■ **Assignment**: Locate the string "desk" in the records below. Copy every line where it occurs.

■ **Records for the task**:
********************

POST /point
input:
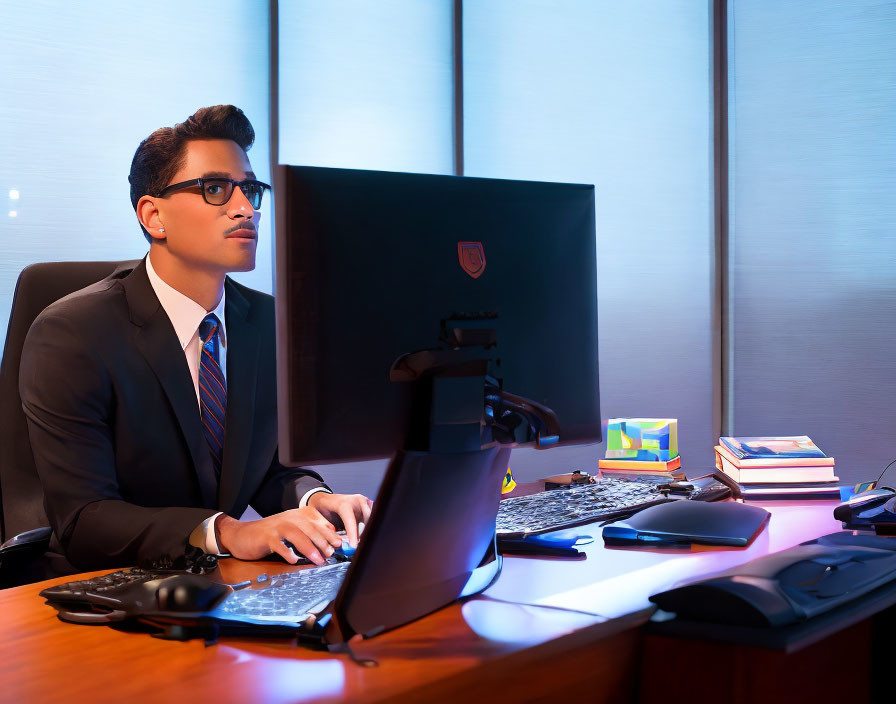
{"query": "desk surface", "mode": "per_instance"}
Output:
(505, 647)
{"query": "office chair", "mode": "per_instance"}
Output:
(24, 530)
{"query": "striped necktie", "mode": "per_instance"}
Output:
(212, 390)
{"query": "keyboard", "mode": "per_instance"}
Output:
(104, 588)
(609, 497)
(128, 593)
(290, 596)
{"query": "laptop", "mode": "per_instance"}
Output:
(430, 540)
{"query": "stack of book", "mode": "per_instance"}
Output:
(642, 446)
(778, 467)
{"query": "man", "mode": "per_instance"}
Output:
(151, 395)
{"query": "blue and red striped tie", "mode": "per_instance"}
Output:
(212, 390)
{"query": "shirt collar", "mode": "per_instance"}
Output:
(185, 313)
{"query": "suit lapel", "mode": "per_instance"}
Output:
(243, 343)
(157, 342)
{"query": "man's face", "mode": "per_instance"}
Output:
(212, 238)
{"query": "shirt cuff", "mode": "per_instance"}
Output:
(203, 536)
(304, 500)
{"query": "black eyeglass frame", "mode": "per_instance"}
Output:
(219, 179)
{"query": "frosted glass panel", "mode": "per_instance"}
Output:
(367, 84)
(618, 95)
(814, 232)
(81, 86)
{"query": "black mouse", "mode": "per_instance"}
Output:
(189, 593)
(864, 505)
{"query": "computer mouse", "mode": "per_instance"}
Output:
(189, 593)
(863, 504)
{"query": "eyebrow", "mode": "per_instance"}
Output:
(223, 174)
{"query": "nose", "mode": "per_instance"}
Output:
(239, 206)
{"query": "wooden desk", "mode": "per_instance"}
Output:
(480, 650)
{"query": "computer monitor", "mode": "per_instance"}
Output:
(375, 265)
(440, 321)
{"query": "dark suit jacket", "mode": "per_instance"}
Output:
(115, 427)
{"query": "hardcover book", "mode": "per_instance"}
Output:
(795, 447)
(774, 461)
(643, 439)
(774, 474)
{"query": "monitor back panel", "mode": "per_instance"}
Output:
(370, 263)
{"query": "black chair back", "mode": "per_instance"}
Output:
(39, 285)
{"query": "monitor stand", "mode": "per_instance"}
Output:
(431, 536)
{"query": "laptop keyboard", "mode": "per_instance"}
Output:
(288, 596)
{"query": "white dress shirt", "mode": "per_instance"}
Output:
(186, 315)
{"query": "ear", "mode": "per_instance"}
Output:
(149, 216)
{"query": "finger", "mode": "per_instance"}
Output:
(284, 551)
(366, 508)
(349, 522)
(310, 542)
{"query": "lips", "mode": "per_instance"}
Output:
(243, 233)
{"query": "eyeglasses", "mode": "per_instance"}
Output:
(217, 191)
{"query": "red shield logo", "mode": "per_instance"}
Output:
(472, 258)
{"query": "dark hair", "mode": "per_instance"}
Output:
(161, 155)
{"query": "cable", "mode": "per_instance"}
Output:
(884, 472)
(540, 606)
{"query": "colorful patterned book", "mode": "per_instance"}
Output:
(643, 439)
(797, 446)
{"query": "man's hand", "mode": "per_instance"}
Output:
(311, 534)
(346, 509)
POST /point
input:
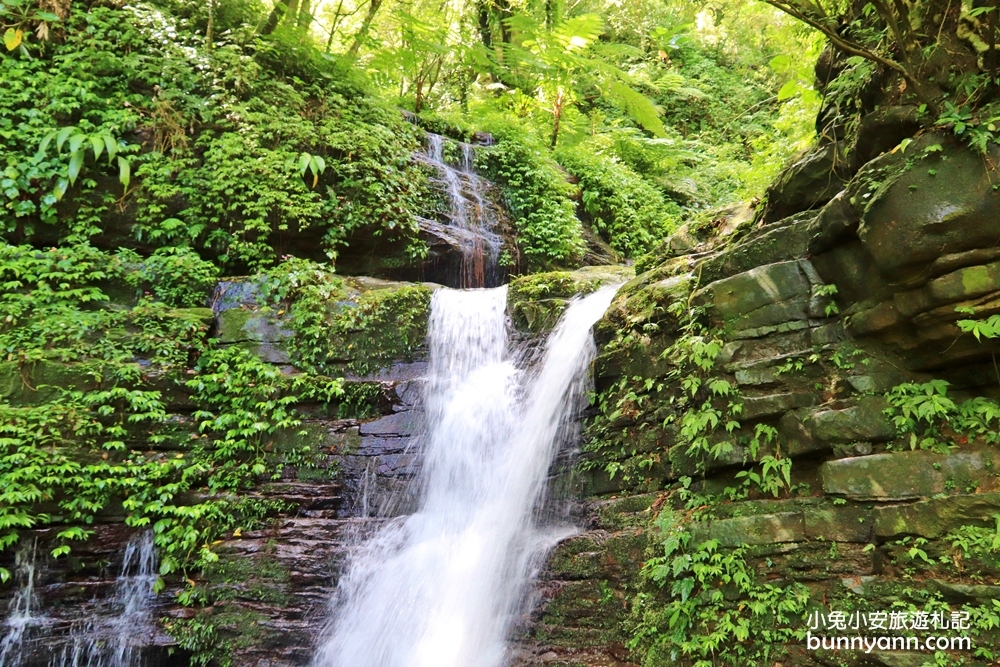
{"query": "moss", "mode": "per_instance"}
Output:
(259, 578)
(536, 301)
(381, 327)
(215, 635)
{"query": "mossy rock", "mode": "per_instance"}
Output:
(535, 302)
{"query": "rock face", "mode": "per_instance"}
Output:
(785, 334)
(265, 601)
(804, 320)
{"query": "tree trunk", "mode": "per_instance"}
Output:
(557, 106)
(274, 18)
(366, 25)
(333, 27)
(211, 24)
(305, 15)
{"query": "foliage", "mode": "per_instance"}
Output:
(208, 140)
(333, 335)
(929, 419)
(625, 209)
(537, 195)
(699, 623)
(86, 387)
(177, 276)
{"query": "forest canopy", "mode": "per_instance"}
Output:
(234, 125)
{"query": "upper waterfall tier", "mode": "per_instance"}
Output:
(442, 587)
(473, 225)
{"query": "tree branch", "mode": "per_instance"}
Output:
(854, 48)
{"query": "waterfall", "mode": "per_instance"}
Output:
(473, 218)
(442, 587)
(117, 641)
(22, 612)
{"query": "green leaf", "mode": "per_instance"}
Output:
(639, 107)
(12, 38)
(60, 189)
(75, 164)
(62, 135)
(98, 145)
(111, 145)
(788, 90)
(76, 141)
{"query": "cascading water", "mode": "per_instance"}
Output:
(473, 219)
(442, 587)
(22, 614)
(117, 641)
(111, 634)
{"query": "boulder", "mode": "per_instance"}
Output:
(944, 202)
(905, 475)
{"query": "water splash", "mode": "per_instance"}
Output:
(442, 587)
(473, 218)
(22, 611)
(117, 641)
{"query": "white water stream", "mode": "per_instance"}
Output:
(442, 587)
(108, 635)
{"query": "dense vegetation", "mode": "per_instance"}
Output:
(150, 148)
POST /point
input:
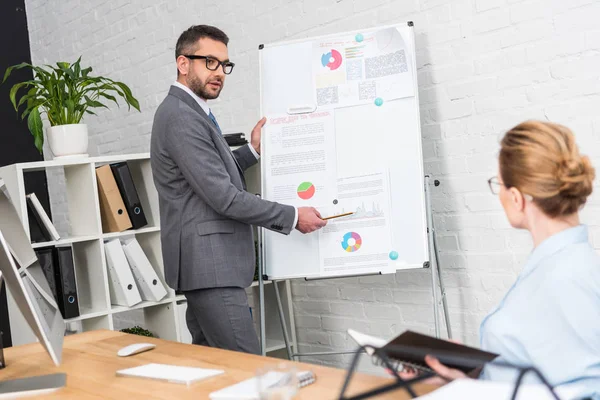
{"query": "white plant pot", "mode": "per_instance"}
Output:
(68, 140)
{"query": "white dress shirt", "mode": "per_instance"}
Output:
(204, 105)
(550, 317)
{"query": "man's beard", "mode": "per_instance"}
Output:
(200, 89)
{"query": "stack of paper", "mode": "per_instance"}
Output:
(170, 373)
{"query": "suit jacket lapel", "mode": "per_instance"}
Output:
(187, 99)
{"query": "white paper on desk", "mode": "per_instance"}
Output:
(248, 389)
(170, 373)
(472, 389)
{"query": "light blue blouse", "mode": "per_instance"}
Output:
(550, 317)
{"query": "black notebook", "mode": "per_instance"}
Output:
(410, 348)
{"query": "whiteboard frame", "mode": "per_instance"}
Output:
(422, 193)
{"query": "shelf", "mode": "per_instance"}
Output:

********************

■ **Output for this exercise**:
{"query": "desk surface", "mode": "per_instance"}
{"query": "wooden desk", "mode": "per_instance"}
{"query": "white paper on desk", "mode": "per_instance"}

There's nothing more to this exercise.